- _TEXT_:
□ □ □ □
[NARAYAN]

The Clang AST


While exploring LLVM discourse and diving into the source code, I came across this talk that showcases the power and versatility of Clang's AST. This blog is a collection of my notes aimed at demystifying the structure and intricacies od Clang's huge AST which is pivotal in the compilation of C/C++ and other languages.

Clang’s AST is a powerful abstraction that provides an in-depth representation of the source code. It is essential for tasks such as type checking, optimization, and code transformation.

At its core, Clang operates in multiple stages:

[Front] -> [Middle] -> [Back]
   |         |          |
   |    AST  |          |
   +-------->|    IR    |
             +--------->|
[Front] -> [Middle] -> [Back]

Why is it special?

Clang’s AST isn't just another structure for holding the pieces of code. It’s a masterfully crafted system that optimizes for clarity and efficiency, providing several key advantages:

  • Precision in Source Locations: Imagine being able to pinpoint the exact location of every variable, function, and statement in a program with absolute precision. Clang’s AST does just that, maintaining an exact map of each source code element’s position. This is like having a map that not only tells you where each landmark is but also provides detailed street names.

  • Complete Type Resolution: C++ is a maze of types, where variables and functions can take on multiple forms. Clang’s AST navigates this maze with ease by fully resolving types, ensuring that even the most complex type declarations are handled correctly. Without this, parsing C++ would be like reading a book with no glossary for its cryptic language.

  • Optimized Memory Usage: Despite its vastness—often stretching into the hundreds of thousands of lines—Clang's AST is designed to use memory efficiently. It's like building a city with a vast network of streets but only using the most efficient infrastructure to keep it running smoothly.
□ □ □ □
- _ENTRIES SUPPLIED_:
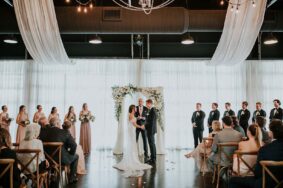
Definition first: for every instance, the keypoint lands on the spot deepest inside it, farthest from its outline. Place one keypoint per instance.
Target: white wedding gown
(130, 163)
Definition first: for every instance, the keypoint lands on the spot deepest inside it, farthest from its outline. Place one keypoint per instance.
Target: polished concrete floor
(172, 170)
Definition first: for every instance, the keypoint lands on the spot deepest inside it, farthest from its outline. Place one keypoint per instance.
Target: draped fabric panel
(239, 33)
(185, 82)
(39, 29)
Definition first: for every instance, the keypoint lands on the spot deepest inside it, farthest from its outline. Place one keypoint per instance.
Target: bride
(130, 163)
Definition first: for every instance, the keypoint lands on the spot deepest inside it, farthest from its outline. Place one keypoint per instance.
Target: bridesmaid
(5, 120)
(54, 114)
(39, 114)
(85, 133)
(22, 121)
(71, 116)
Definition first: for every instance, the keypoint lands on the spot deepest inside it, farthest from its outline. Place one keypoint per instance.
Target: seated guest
(81, 163)
(31, 142)
(44, 124)
(228, 134)
(269, 152)
(7, 153)
(252, 145)
(216, 126)
(69, 156)
(258, 112)
(236, 126)
(261, 121)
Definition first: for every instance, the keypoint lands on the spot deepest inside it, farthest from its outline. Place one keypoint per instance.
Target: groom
(150, 127)
(141, 112)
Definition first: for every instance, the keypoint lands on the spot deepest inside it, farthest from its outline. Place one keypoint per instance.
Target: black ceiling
(160, 45)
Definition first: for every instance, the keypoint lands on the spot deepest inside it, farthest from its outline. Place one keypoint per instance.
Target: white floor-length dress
(130, 163)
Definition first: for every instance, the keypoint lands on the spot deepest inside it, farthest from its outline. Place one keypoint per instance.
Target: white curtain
(240, 32)
(39, 29)
(184, 82)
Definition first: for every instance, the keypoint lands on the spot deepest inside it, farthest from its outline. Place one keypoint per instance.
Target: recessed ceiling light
(11, 40)
(95, 40)
(187, 39)
(270, 39)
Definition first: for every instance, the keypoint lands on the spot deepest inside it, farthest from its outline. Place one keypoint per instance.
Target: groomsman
(258, 112)
(214, 115)
(229, 111)
(141, 113)
(244, 116)
(197, 121)
(276, 112)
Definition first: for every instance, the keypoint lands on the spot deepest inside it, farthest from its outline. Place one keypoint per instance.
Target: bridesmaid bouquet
(73, 119)
(25, 123)
(87, 118)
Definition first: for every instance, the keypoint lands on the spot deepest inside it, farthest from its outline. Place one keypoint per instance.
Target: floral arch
(154, 93)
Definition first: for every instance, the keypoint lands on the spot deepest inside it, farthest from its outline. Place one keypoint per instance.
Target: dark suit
(270, 152)
(138, 130)
(197, 120)
(258, 113)
(69, 156)
(278, 114)
(244, 116)
(214, 115)
(229, 113)
(151, 130)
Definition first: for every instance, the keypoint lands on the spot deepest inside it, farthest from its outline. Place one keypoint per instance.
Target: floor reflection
(172, 170)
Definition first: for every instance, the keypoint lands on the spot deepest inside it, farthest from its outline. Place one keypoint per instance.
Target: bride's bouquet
(86, 118)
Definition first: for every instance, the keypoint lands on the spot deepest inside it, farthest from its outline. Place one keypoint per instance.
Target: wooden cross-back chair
(204, 155)
(240, 159)
(9, 167)
(56, 153)
(37, 178)
(265, 169)
(221, 152)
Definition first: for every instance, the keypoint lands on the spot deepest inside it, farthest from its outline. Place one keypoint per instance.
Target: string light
(79, 9)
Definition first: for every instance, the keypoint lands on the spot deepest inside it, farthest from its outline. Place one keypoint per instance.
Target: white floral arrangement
(155, 94)
(87, 117)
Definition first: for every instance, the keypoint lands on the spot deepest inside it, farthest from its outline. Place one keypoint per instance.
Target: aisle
(172, 170)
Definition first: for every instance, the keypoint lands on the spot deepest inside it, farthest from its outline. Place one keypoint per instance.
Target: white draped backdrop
(185, 82)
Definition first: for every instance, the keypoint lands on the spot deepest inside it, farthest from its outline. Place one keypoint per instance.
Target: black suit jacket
(198, 119)
(213, 116)
(270, 152)
(258, 113)
(54, 134)
(277, 115)
(144, 113)
(151, 119)
(229, 113)
(244, 118)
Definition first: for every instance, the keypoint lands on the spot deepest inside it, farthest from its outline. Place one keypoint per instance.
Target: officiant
(141, 113)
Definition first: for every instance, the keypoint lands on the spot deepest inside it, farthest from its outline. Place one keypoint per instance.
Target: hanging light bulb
(237, 10)
(79, 9)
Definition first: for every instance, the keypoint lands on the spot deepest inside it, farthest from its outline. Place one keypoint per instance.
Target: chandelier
(83, 5)
(142, 5)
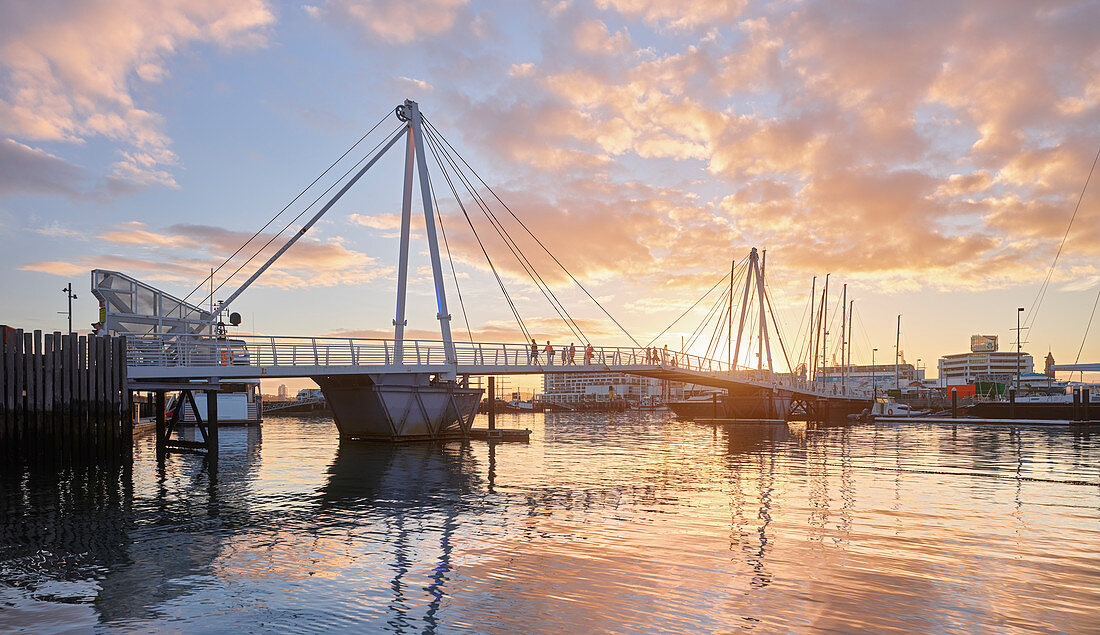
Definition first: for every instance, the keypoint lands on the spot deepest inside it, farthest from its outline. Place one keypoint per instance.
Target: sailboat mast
(824, 327)
(851, 319)
(813, 349)
(898, 357)
(729, 316)
(844, 336)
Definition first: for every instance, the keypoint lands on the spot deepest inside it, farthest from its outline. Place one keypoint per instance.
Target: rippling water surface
(619, 523)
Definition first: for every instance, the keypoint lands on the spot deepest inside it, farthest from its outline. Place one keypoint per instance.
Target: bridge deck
(153, 358)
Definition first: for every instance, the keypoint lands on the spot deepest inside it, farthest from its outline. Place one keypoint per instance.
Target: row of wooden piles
(64, 398)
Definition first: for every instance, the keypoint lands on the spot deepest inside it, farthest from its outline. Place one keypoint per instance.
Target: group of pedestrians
(656, 356)
(568, 353)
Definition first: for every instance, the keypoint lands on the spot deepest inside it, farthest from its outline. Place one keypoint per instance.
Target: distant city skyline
(931, 155)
□ □ □ □
- _TASK DESCRIPTION_:
Answer these questions about the Clang AST text:
1. Which three tasks does the text name as ones the AST is essential for?
2. What are the names of the stages Clang operates in?
3. How large can Clang's AST often become?

- _ANSWER TO THE TASK_:
1. Type checking, optimization, and code transformation.
2. Front, Middle, and Back.
3. It often stretches into the hundreds of thousands of lines.